What this task involves: Reproduce the listing verbatim.
****
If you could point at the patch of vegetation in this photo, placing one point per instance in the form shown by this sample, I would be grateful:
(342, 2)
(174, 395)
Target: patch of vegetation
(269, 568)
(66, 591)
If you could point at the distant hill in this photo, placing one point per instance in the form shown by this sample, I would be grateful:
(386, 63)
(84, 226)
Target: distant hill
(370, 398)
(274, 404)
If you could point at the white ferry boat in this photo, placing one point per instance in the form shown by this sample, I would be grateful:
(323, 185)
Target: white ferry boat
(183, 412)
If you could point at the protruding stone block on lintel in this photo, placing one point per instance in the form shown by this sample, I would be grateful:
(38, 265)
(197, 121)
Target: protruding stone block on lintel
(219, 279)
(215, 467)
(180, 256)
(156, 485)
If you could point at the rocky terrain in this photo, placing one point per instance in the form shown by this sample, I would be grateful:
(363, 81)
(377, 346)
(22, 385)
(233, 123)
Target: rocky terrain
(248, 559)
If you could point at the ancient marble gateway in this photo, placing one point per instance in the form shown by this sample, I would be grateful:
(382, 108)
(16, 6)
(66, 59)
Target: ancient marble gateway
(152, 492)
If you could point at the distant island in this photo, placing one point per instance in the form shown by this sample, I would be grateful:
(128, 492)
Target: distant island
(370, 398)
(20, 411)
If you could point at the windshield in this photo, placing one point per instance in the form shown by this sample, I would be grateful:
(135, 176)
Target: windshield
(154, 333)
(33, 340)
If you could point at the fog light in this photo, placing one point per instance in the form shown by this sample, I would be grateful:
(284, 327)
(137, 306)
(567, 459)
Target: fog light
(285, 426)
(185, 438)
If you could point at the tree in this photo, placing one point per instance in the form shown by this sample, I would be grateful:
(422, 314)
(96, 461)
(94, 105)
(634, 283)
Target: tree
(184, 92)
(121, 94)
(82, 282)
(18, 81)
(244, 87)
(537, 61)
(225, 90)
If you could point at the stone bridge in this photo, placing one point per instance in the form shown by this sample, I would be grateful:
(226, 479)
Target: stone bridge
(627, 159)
****
Output:
If you could point at the patch of vegetation in this photo, placing one point per instance in the form shown by this sample, I would be grateful:
(342, 2)
(174, 395)
Target: patch of vegetation
(269, 568)
(66, 591)
If you could point at the distant hill in this photo, placing one point per instance in the form shown by this sample, I would be grateful:
(386, 63)
(84, 226)
Target: distant hill
(370, 398)
(274, 404)
If you could point at the white ferry boat in this photo, placing one point per instance in the form shown by this sample, I would be grateful:
(323, 185)
Target: white ferry boat
(183, 412)
If you could point at the protruding stone block on lintel in this photo, placing one point per instance in the form shown by this sample, I would be grateful:
(38, 265)
(197, 121)
Target: protruding stone block on lintel
(219, 279)
(215, 467)
(180, 256)
(156, 485)
If you could point at the rocky terrain in this photo, placing one point per instance in the form shown by this sample, I would be grateful:
(363, 81)
(377, 346)
(22, 385)
(233, 123)
Target: rocky terrain
(248, 559)
If you could point at the ancient marble gateway in this photo, placing one point per instance in the form shown by this sample, I would be grateful:
(382, 108)
(16, 6)
(66, 59)
Target: ancient marble gateway
(152, 492)
If you could point at the distant island in this photo, placing one point per instance in the form shown by this sample, I would be grateful:
(128, 492)
Target: distant island
(370, 398)
(20, 411)
If you could point at the windshield in this photo, placing one point per instance in the form shown by this sample, I would be grateful:
(135, 176)
Target: windshield
(154, 333)
(33, 340)
If you could point at the fog light in this photo, placing one point per instance in the form shown by this sample, I would be grateful:
(284, 327)
(137, 306)
(567, 459)
Target: fog light
(285, 426)
(185, 438)
If you could point at the tree in this photo, placing one point per instance in the form shown by this sample, I would be grateful:
(422, 314)
(96, 461)
(94, 105)
(634, 283)
Target: tree
(184, 92)
(121, 94)
(82, 282)
(18, 81)
(244, 87)
(537, 61)
(225, 90)
If you could point at the stone bridge in this photo, placing one point per instance in the form shown by this sample, I would be grateful:
(226, 479)
Target: stone bridge
(627, 159)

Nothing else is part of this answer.